依据下方原文摘录，回答以下问题：
1. transform_null_equals 的默认值是什么？
2. 将 transform_null_equals 设置为 on 后，x = NULL 会被转换为什么？
3. coalesce 的作用是什么？

§ 原文摘录:

>>>

Postgres 提供了标准的SQL类型boolean。 boolean 只能有如下两种状态中的一种: “true” or “false”. 第三种, “unknown”, 可以用SQL null 值表示.

TRUE, 't', 'true', 'y', 'yes', '1’
FALSE, 'f', 'false', 'n', 'no', '0’
使用关键字 TRUE 和 FALSE 是首选的(它是SQL兼容的( SQL-compliant)).

mydb=> create table t(id int, col2 boolean);                            
CREATE TABLE                                                            
mydb=> insert into t values(1, 't'), (2, FALSE), (3, 'y'), (4, 'no');   
INSERT 0 4                                                              
mydb=> select * from t;                                                 
 id | col2                                                              
----+------                                                             
  1 | t                                                                 
  2 | f                                                                 
  3 | t                                                                 
  4 | f

关于NULL值，一个重要的开关：transform_null_equals, 默认值是false.

mydb=> create table t(id int, col2 boolean);
CREATE TABLE
mydb=> insert into t values(1, 't'), (2, FALSE), (3, 'y'), (4, 'no');
INSERT 0 4
mydb=> select * from t;
 id | col2
----+------
  1 | t
  2 | f
  3 | t
  4 | f
(4 行记录)


mydb=> set transform_null_equals=true;
SET
mydb=> select * from t where col2=null;
 id | col2
----+------
(0 行记录)


mydb=> insert into t values(5, null);
INSERT 0 1
mydb=> select * from t where col2=null;
 id | col2
----+------
  5 |
(1 行记录)


mydb=> set transform_null_equals=false;
SET
mydb=> select * from t where col2=null;
 id | col2
----+------
(0 行记录)

将 transform_null_equals 设置为 on 就会使得 x = NULL 转换为 x IS NULL

a IS DISTINCT FROM b 等价于 a != b，除非 a 或 b 有一个为空，那就返回TRUE。如果a和b 都是 null, 他将返回FALSE. 这将使null的比较变的更简单。

4.2、case when, then, else ,end

mydb=> select id, case when col2 then 'col2 is true' else 'col2 is false' end as col from t;                                                                          
 id |      col                                                                     
----+---------------                                                               
  1 | col2 is true                                                                 
  2 | col2 is false                                                                
  3 | col2 is true                                                                 
  4 | col2 is false                                                                
  5 | col2 is false                                                                
(5 行记录)

4.3、nullif与coalesce

coalesce: 取第一个非空值,

NULLIf(a, b)与它相反. 当value1和value2相等时，NULLIF：如果 a与b相等，返回一个空值。否则它返回value1。

mydb=> select coalesce(null, null, 'default');
 coalesce
----------
 default
 mydb=> select nullif(2, 1) a, nullif(2, 2) b;
 a | b
---+---
 2 |
(1 行记录)

4.4、模式匹配：

like 或 , ilike 或 *, escape '\_' , escape '\%' 来限制通配符

mydb=> select 'abc' like 'a%', 'abc' ~~ 'a%';
 ?column? | ?column?

<<<

§ 采集数据:
>>>

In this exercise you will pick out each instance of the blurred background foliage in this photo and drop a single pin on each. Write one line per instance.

<<<

§ 参考答案:
1. false
2. x IS NULL
3. 取第一个非空值